Directions for this task: Take the part of the entries that opens with the line containing "The client would like the blue and" and closes with the line containing "[923,731,995,785]", and swap "football cleat" for "soccer shoe". Write out only those lines again, ends included, with nothing else altered.

Records of labeled boxes:
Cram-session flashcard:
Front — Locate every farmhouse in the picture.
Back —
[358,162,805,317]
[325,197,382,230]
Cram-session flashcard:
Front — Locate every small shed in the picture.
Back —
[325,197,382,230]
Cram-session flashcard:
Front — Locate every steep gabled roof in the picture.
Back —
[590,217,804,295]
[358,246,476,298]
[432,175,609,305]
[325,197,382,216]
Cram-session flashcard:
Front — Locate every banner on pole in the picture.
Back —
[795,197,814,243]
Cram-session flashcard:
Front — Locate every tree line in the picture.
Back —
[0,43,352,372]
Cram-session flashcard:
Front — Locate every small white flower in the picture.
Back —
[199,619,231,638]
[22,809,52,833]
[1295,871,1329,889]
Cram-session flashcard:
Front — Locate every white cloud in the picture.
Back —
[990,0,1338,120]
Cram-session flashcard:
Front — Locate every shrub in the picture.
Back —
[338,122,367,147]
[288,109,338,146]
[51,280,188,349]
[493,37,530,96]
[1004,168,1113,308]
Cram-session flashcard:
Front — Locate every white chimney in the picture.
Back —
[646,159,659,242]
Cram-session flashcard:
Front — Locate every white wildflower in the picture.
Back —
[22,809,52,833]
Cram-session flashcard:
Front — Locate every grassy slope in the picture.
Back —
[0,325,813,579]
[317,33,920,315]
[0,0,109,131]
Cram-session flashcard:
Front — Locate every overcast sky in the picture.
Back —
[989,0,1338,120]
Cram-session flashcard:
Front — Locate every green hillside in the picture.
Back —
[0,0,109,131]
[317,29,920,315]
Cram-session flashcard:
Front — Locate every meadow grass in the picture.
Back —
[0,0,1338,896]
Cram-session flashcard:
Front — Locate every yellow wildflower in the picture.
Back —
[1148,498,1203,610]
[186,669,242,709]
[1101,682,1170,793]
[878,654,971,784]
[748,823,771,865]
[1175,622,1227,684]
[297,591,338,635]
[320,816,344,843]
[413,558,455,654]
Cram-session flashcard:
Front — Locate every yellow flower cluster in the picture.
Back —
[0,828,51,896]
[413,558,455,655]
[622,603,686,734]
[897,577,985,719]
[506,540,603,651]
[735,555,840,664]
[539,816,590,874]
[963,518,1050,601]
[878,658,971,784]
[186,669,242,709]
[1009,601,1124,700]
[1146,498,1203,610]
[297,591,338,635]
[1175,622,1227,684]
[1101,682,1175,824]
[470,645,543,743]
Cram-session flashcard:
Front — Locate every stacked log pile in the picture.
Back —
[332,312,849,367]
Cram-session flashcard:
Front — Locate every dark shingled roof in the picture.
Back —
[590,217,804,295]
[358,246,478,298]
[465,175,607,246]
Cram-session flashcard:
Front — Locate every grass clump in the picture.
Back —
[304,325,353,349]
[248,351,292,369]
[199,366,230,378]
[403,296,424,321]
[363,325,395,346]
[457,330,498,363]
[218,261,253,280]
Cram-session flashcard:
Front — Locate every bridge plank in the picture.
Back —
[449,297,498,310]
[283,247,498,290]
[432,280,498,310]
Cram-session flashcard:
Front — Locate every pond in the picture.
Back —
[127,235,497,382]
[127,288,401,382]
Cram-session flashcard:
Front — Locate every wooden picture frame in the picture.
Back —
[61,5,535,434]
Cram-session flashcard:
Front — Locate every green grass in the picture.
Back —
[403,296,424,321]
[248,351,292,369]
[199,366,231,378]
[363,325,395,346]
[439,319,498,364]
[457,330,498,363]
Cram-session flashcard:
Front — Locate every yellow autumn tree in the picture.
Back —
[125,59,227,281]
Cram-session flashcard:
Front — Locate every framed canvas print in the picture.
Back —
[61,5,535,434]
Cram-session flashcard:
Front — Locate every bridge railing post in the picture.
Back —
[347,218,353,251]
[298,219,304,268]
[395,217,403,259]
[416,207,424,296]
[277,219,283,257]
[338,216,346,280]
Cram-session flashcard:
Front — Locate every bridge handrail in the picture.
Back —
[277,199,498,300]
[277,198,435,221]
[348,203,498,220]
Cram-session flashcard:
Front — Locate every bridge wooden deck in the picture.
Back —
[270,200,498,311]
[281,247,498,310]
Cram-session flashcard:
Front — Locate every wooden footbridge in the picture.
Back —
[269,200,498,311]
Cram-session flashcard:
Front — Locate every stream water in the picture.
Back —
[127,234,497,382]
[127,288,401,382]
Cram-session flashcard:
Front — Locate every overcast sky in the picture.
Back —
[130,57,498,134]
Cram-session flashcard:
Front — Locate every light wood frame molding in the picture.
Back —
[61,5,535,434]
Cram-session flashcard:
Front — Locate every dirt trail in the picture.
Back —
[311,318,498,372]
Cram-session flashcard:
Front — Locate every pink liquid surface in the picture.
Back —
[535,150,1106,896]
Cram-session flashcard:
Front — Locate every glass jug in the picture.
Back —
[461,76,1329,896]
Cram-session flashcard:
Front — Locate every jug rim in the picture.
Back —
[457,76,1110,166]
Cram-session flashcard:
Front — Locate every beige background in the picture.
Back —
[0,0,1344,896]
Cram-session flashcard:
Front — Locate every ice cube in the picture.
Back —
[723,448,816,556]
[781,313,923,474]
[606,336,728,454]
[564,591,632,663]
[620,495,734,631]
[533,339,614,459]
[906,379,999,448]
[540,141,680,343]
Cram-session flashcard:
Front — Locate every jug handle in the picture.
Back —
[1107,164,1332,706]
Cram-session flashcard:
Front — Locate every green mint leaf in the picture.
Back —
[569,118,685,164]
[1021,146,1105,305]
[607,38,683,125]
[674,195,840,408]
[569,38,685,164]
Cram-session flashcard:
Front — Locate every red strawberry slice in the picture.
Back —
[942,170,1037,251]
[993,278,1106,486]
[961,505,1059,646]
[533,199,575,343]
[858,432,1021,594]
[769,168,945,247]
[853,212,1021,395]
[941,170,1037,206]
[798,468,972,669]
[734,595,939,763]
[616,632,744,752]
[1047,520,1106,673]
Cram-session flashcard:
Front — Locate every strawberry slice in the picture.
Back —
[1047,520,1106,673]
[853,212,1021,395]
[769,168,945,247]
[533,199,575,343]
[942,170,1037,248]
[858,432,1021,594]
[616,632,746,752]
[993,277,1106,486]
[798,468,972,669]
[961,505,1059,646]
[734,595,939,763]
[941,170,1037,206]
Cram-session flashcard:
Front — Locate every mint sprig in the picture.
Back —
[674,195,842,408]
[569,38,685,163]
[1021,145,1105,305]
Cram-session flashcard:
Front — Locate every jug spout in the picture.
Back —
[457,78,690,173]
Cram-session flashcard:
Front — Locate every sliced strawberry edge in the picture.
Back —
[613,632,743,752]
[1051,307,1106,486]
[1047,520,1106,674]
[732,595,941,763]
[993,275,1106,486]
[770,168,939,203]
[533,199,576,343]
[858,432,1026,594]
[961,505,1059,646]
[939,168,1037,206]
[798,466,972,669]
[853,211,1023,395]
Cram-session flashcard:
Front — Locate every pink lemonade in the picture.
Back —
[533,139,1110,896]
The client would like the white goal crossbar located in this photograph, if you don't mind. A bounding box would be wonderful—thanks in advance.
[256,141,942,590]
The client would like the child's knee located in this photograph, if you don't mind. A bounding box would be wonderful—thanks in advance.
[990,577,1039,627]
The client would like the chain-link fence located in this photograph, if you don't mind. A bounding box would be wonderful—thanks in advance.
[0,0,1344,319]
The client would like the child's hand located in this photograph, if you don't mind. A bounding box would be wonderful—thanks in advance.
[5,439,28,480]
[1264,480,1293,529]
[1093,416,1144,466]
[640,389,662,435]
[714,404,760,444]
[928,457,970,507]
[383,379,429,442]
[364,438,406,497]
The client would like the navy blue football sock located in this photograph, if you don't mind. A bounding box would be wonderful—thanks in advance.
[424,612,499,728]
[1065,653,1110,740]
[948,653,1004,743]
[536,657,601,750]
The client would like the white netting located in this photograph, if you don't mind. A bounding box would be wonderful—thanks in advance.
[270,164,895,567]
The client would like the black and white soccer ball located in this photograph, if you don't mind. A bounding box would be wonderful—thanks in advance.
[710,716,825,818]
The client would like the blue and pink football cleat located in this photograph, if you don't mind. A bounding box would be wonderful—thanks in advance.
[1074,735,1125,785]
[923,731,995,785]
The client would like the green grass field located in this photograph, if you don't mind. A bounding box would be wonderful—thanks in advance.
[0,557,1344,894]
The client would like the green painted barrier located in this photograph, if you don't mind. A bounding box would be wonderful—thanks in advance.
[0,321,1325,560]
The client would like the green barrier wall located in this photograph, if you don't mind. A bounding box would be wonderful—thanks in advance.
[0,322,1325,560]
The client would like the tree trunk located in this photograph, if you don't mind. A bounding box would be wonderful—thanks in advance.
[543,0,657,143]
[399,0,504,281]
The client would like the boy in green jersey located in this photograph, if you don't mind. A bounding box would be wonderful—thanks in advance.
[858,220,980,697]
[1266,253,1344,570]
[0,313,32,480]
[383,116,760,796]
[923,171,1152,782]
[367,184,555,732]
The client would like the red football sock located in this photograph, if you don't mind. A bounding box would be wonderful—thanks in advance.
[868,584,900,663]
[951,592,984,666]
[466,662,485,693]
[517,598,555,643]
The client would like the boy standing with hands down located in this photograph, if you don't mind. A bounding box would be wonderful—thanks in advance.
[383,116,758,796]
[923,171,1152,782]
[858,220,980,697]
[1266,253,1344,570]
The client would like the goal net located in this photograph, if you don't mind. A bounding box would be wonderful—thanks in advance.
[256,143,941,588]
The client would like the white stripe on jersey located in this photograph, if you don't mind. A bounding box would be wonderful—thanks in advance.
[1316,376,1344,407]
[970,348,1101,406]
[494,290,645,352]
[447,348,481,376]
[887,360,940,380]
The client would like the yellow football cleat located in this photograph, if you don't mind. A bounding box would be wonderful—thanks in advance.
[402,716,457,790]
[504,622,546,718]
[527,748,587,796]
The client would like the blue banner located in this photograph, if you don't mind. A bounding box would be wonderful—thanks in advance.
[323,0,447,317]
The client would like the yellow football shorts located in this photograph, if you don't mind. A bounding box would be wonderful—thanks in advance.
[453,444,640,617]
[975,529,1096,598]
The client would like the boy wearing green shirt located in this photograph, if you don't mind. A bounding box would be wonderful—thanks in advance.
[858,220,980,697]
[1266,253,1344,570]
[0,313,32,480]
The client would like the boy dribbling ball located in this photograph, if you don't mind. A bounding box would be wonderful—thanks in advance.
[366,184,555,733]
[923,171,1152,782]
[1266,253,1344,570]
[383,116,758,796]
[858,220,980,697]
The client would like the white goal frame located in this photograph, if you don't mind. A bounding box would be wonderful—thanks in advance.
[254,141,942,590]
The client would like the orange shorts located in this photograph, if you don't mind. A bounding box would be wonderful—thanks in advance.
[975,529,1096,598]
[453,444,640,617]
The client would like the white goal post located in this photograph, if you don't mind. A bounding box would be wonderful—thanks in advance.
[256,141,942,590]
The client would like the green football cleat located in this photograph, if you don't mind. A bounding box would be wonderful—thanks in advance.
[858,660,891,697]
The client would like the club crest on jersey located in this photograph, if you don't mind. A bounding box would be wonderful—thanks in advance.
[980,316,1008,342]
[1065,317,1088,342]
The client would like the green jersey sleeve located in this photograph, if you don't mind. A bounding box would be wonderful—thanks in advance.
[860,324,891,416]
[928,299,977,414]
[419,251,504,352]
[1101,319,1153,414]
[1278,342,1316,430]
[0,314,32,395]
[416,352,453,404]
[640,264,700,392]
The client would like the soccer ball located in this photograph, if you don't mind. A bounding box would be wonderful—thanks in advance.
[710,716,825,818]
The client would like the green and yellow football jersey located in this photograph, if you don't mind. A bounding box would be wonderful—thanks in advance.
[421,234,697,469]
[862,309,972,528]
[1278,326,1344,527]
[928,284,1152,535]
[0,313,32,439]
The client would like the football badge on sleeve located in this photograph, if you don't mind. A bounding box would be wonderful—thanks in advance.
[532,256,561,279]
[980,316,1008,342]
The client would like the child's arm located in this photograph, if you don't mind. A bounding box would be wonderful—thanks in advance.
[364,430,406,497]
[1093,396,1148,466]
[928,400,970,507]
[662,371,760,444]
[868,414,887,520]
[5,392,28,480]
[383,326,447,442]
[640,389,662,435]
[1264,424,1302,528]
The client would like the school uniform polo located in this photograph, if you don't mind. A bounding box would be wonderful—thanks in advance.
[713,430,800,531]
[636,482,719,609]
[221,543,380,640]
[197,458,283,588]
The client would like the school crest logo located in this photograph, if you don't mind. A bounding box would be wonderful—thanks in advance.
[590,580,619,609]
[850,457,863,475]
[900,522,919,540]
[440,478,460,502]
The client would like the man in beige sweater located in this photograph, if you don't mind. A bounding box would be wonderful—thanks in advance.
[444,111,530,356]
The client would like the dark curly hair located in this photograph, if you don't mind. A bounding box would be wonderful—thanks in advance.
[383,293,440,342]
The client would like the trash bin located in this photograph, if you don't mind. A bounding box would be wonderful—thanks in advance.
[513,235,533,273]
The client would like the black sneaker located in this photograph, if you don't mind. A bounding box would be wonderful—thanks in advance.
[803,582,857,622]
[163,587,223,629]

Task answer:
The client would like the blue and pink soccer shoe located in this photograph, if you don't mind. A bounding box would be wonderful—thanks in advance.
[1074,735,1125,785]
[923,731,995,785]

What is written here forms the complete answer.